# [Given request]
Could you quote each of the records below word for word, leaving the pictures out of your answer?

# [Records provided]
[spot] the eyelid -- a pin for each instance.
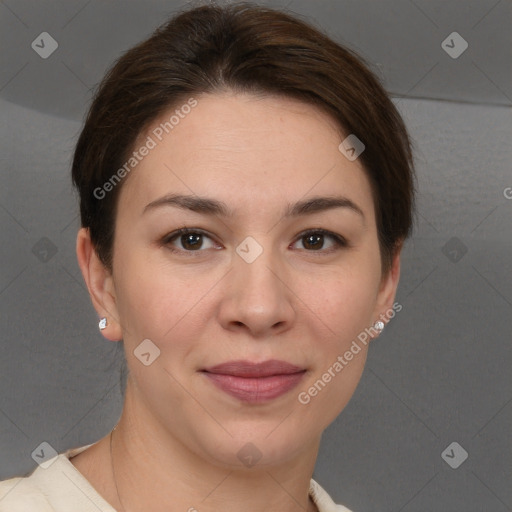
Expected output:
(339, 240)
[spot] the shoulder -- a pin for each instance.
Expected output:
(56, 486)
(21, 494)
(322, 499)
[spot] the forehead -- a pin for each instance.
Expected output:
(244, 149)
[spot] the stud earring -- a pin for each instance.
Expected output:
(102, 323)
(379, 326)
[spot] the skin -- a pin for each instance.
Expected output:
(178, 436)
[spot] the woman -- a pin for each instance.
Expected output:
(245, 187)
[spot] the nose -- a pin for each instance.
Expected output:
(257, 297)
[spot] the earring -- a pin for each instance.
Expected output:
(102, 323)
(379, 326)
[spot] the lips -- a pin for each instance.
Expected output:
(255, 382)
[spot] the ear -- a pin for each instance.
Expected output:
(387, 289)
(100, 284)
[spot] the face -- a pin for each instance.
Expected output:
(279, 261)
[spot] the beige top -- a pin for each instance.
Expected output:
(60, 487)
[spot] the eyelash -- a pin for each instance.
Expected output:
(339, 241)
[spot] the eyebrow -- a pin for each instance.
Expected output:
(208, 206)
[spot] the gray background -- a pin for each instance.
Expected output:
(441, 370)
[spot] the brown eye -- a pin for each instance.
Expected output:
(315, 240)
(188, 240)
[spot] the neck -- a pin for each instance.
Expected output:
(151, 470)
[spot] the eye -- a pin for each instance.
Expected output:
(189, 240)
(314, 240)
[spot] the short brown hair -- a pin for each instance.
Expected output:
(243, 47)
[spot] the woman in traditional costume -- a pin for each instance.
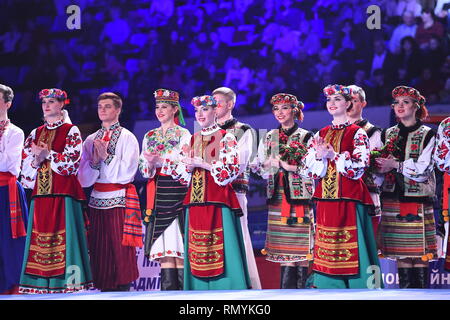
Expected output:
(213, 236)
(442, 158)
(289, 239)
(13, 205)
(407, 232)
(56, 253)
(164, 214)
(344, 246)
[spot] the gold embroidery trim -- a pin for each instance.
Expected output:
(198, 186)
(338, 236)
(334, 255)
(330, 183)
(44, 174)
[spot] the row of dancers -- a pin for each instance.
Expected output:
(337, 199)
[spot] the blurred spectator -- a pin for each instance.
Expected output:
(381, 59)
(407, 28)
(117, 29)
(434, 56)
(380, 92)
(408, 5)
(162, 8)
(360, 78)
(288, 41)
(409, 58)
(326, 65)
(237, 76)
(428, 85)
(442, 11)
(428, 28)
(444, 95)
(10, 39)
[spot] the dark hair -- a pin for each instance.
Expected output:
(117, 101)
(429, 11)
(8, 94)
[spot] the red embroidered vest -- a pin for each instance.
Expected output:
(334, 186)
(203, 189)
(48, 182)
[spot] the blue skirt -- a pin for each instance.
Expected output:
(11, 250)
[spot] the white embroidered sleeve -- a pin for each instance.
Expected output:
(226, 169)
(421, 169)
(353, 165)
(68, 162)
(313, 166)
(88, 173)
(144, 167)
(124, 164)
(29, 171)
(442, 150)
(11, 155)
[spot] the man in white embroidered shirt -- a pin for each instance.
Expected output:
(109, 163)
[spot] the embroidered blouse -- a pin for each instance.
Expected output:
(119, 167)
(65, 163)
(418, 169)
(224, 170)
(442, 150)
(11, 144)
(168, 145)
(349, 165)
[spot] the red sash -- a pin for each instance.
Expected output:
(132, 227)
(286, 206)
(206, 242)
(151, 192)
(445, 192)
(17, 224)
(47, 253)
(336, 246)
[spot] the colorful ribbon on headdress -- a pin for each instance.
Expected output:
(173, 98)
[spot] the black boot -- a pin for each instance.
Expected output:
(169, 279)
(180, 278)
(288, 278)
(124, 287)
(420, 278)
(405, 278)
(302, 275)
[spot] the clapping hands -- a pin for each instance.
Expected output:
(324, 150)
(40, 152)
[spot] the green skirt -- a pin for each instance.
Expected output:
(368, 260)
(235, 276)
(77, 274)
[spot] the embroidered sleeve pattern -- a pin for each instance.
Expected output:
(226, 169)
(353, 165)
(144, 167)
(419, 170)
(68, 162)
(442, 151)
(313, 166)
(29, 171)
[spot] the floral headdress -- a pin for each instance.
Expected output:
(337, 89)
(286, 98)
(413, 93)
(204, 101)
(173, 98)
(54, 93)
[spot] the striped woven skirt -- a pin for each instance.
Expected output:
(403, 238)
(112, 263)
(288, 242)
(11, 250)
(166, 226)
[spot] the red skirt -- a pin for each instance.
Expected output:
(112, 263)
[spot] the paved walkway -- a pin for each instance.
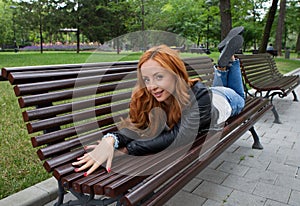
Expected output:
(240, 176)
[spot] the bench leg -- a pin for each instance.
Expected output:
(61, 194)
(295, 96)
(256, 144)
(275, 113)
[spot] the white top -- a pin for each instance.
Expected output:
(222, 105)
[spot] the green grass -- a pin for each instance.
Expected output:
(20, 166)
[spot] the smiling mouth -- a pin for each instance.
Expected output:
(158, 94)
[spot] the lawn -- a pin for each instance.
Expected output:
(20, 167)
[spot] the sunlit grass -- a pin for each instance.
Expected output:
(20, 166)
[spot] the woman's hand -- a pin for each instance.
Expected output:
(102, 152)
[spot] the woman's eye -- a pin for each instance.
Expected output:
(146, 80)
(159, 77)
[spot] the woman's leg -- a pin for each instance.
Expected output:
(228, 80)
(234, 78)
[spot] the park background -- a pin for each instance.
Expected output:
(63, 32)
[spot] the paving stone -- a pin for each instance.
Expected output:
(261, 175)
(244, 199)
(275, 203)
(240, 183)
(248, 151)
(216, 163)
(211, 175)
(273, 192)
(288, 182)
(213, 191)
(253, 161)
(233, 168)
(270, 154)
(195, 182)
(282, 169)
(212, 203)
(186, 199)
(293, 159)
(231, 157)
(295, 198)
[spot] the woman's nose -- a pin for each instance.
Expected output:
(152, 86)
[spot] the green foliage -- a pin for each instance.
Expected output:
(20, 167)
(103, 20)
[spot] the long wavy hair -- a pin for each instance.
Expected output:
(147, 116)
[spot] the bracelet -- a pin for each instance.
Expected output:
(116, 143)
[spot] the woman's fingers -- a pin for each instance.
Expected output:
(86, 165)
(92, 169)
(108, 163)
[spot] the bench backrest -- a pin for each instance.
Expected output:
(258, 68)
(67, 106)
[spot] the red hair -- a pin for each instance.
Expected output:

# [Finished exercise]
[spot] the eyelid -- a pin for each instance.
Expected output:
(339, 240)
[spot] the shoulder -- a pin for each instance.
Expected output:
(56, 486)
(21, 494)
(322, 499)
[spot] the forehead -- a pin for each instance.
Expected output:
(244, 149)
[spot] the stud earring -- a pin for each instance.
Expected output:
(102, 323)
(379, 326)
[spot] the skin -- a pin for each instance.
Expected output:
(178, 436)
[spot] the woman -- a pin for each instance.
Expected output:
(245, 187)
[spot] the nose -- a pin for each instance.
Expected output:
(257, 297)
[spot] the earring -- a pin for each instance.
Expected output:
(102, 323)
(379, 326)
[spot] the lips -- a pin for each instance.
Expected output:
(255, 382)
[spot] the ear -- a pin for each instance.
Expected output:
(387, 289)
(100, 284)
[spot] the face -- a pin for each instance.
Expected output:
(279, 261)
[spot] the beige top -- a pin for each instance.
Expected output:
(60, 487)
[spot] the eyelash -- a pin for each instance.
Expected output:
(339, 241)
[spot] the eyebrow -- a pin for each instance.
Expected output:
(208, 206)
[spot] the gray background -- a pin for each instance.
Expected output:
(441, 370)
[spot] the brown eye -- a pin for each instance.
Expected output:
(315, 240)
(188, 240)
[spot] the neck -- a pin for each instance.
Expected output:
(151, 470)
[spot] the eye -- a pin for each instance.
Expected output:
(189, 240)
(314, 240)
[spot] the short brown hair -- a pin for each instance.
Expected output:
(243, 47)
[spot] the woman in traditional costume -- a pin for each instance.
Expected output:
(213, 236)
(442, 158)
(289, 239)
(13, 205)
(407, 232)
(56, 253)
(164, 214)
(344, 246)
[spot] the gold embroidery trim -- a pin for each instance.
Expected output:
(198, 186)
(338, 236)
(334, 255)
(330, 183)
(44, 174)
[spot] the row of dancers -- a pin for each instance.
Expected output:
(337, 199)
[spot] the blurred spectator -- a pin for each instance.
Expected output:
(381, 59)
(407, 28)
(117, 29)
(434, 56)
(380, 92)
(408, 5)
(162, 8)
(360, 78)
(288, 41)
(409, 58)
(326, 65)
(237, 76)
(428, 85)
(442, 11)
(428, 28)
(444, 95)
(10, 39)
[spot] the dark hair -- a pin for each instance.
Expected output:
(117, 101)
(429, 11)
(8, 94)
[spot] the red embroidered vest -- a pin for each instance.
Expected output:
(334, 186)
(203, 189)
(48, 182)
[spot] the blue skirt -- a pin for each instance.
Expected output:
(11, 250)
[spot] the white embroidered sleeve -- a pin for each instance.
Expected output:
(226, 169)
(421, 169)
(353, 165)
(68, 162)
(313, 166)
(88, 173)
(144, 167)
(124, 164)
(29, 171)
(442, 150)
(11, 155)
[spot] the man in white embroidered shirt -- a pin for each instance.
Expected output:
(109, 163)
[spot] the embroidered blouse -- a pin for each instance.
Expected output:
(119, 167)
(65, 163)
(418, 169)
(224, 170)
(442, 150)
(11, 144)
(168, 145)
(349, 165)
[spot] the red sash -- a pin for each instance.
Expected output:
(132, 227)
(286, 206)
(206, 242)
(151, 192)
(445, 192)
(17, 224)
(47, 253)
(336, 246)
[spot] the colorful ribbon on headdress -- a pin for each instance.
Expected output:
(173, 98)
[spot] the black boot -- a pin for each instance.
Expected output:
(169, 279)
(180, 278)
(288, 278)
(124, 287)
(420, 278)
(405, 278)
(302, 275)
[spot] the clapping hands -- a pin for each instance.
Expected output:
(324, 150)
(40, 152)
[spot] the green skirt -- a pin for each instance.
Expected output:
(368, 260)
(235, 276)
(77, 274)
[spot] the embroidered sleeve pattern -- a pin for each instance.
Expected output:
(226, 169)
(353, 165)
(144, 167)
(419, 170)
(68, 162)
(442, 151)
(313, 166)
(29, 171)
[spot] the floral headdress -- a pin for each instance.
Expected output:
(337, 89)
(286, 98)
(413, 93)
(204, 101)
(173, 98)
(54, 93)
[spot] the striped woven skirt -- a pin for each instance.
Expected output:
(403, 238)
(112, 263)
(288, 242)
(11, 250)
(166, 226)
[spot] the red skirt -- a pin for each instance.
Expected output:
(112, 263)
[spot] the paved walkway -- a pin for each instance.
Expected output:
(240, 176)
[spot] the bench leg -- a pin for each instance.
Expected output:
(61, 194)
(295, 96)
(256, 144)
(275, 113)
[spot] the white top -- a pin for each instance.
Expected output:
(222, 105)
[spot] the green grass -- a pin for each instance.
Expected output:
(20, 166)
[spot] the smiling mouth -- a pin for each instance.
Expected output:
(158, 94)
[spot] the lawn -- a pin for each instance.
Expected output:
(20, 167)
[spot] the sunlit grass -- a pin for each instance.
Expected output:
(20, 166)
[spot] the woman's hand -- a pin for each instance.
Expected output:
(102, 152)
[spot] the woman's eye -- a pin for each instance.
Expected output:
(146, 80)
(159, 77)
[spot] the woman's leg -- a pin for each instance.
Expected output:
(228, 80)
(234, 78)
[spot] the park background -- a pin for each instance.
Expected output:
(63, 32)
[spot] the paving stone -- a pin for each instance.
Expected output:
(261, 175)
(244, 199)
(275, 203)
(240, 183)
(248, 151)
(216, 163)
(211, 175)
(273, 192)
(288, 182)
(213, 191)
(253, 161)
(233, 168)
(270, 154)
(195, 182)
(282, 169)
(212, 203)
(186, 199)
(293, 159)
(231, 157)
(295, 198)
[spot] the woman's nose -- a pin for each instance.
Expected output:
(152, 86)
[spot] the green foliage -- a pin for each instance.
Expected output:
(20, 167)
(103, 20)
[spot] the long wavy hair -- a pin for each instance.
Expected output:
(147, 116)
[spot] the bracelet -- a pin for each instance.
Expected output:
(116, 143)
[spot] the woman's fingers -- a pin for each instance.
Expected output:
(86, 165)
(92, 169)
(108, 163)
[spot] the bench backrest -- a pin for each instance.
Expected output:
(258, 68)
(67, 106)
[spot] the red hair -- a pin for each instance.
Expected output:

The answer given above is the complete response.